■ **EXCERTO DO TEXTO**
━━━━━━━━━━━━━━━━━━━━━━━━━━━━━━

Processo n. 793/2010
Relator: Cândido de Pinho
Data do acórdão: 12 / 05 / 2011
Descritores: Revisão de sentença
Divórcio
SUMÁRIO
1- Não se conhecendo do fundo ou do mérito da causa, na revisão formal, o Tribunal limita-se a verificar se a sentença estrangeira satisfaz certos requisitos de forma e condições de regularidade, pelo que não há que proceder a novo julgamento tanto da questão de facto como de direito.
2- Quanto aos requisitos relativos ao trânsito em julgado, competência do tribunal do exterior, ausência de litispendência ou de caso julgado, citação e garantia do contraditório, o tribunal verifica oficiosamente se concorrem as condições indicadas nas alíneas a) e f) do artigo 1200º, negando também oficiosamente a confirmação quando, pelo exame do processo ou por conhecimento derivado do exercício das suas funções, apure que falta algum dos requisitos exigidos nas alíneas b), c), d) e e) do mesmo preceito.
3- É de confirmar a decisão do Tribunal competente segundo a lei da Republica Popular da China que decreta o divórcio por “conciliação civil” ou mútuo consentimento, desde que não se vislumbre qualquer violação ou incompatibilidade com a ordem pública ou qualquer obstáculo à sua revisão.
Proc. n. 793/2010
Acordam no Tribunal de Segunda Instância da RAEM
I- Relatório
A, do sexo feminino, divorciada, de nacionalidade chinesa, possuidora do BIR de Macau nº XXXXX (X), reside em Macau, Rua do XX nº XX, XX, Edf. XX, XXº andar - XX, nº de contacto XXXXX, veio intentar, nos termos dos artigos 1199º e seguintes do Código de Processo Civil, acção especial de revisão e confirmação de decisão proferida por tribunal do exterior de Macau, contra B, com base nos seguintes fundamentos:
1.
A requerente contraiu casamento civil com B em 24 de Fevereiro de 1984 no Bairro Changning de Shanghai da RPC (anexo 1).
2.
O casal decidiu tratar do divórcio em Shanghai por não existir mais amor entre eles.

━━━━━━━━━━━━━━━━━━━━━━━━━━━━━━

■ **CONJUNTO DE DADOS**
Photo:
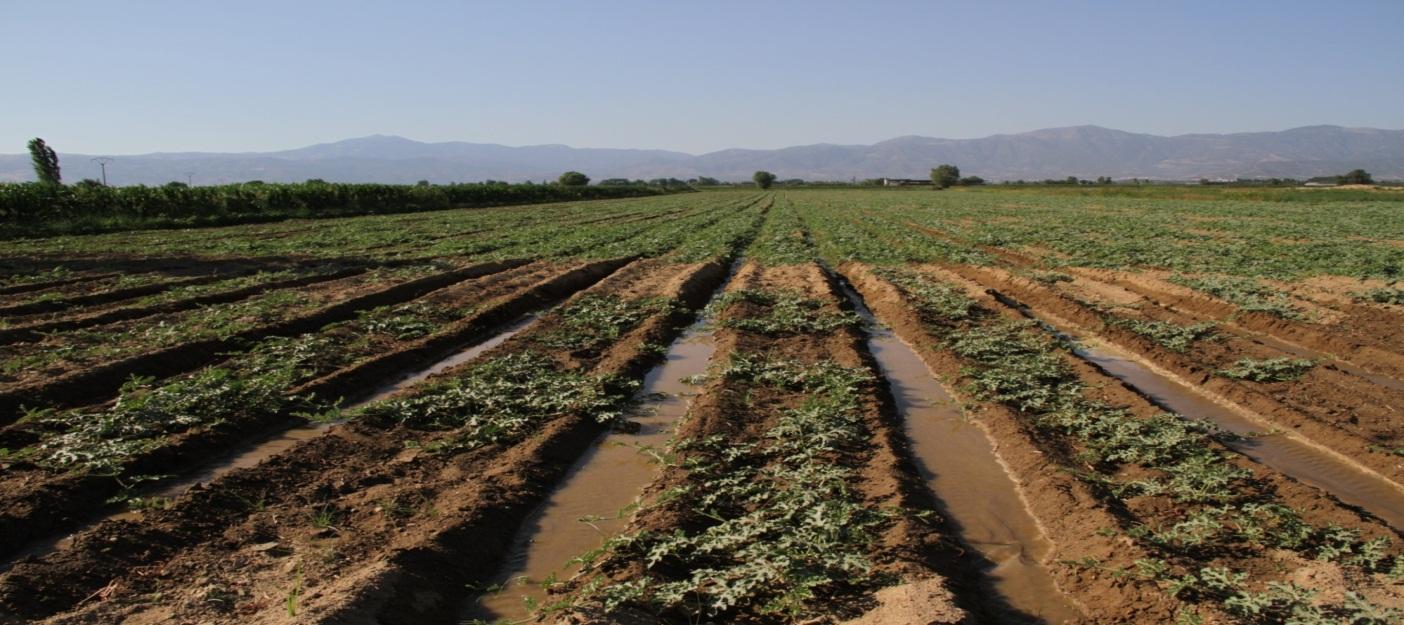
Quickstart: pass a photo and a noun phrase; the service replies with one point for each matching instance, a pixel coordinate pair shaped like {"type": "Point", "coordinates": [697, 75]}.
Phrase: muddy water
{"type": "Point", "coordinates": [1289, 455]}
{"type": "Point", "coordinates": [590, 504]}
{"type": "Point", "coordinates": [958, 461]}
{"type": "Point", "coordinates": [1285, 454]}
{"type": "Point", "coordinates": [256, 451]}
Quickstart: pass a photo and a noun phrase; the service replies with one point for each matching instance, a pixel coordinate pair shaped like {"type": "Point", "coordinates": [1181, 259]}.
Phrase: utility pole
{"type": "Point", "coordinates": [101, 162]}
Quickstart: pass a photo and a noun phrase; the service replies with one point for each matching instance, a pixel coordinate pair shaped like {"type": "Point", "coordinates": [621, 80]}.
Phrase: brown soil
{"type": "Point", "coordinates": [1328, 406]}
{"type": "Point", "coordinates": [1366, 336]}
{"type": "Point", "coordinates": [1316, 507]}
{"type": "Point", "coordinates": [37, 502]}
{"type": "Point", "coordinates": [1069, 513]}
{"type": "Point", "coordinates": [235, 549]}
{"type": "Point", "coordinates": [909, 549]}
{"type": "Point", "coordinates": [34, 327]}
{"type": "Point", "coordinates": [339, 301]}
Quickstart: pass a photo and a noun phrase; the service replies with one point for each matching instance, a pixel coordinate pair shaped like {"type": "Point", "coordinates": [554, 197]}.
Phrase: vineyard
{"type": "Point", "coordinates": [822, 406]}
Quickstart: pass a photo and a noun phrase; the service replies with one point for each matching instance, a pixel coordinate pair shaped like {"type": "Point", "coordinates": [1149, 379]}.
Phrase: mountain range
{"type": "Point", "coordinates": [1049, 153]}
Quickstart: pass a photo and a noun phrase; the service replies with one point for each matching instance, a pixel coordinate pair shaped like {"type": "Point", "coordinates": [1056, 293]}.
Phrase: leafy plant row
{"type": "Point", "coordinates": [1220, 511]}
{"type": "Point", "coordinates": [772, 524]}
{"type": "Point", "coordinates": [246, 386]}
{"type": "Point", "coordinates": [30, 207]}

━━━━━━━━━━━━━━━━━━━━━━━━━━━━━━

■ **TAREFAS**
1. Reescreva de forma mais breve o ponto do sumário do acórdão que começa por «Não se conhecendo do fundo», mantendo os factos principais.
2. Indique se cada afirmação está de acordo com o acórdão, respondendo sim ou não e citando as palavras do texto que o decidem: (a) o casamento civil foi celebrado em 1984 em Shanghai; (b) a requerente reside em Hong Kong; (c) na revisão formal, o Tribunal faz novo julgamento da questão de facto.
A listagem não é necessária para resolver o que se pede.

■ **RESPOSTAS**
1. Na revisão formal, o Tribunal não aprecia o mérito da causa. Apenas verifica se a sentença estrangeira cumpre certos requisitos de forma e condições de regularidade, sem voltar a julgar a questão de facto nem a de direito.

2.
(a) Sim: «contraiu casamento civil com B em 24 de Fevereiro de 1984 no Bairro Changning de Shanghai da RPC».
(b) Não: «reside em Macau».
(c) Não: «não há que proceder a novo julgamento tanto da questão de facto como de direito».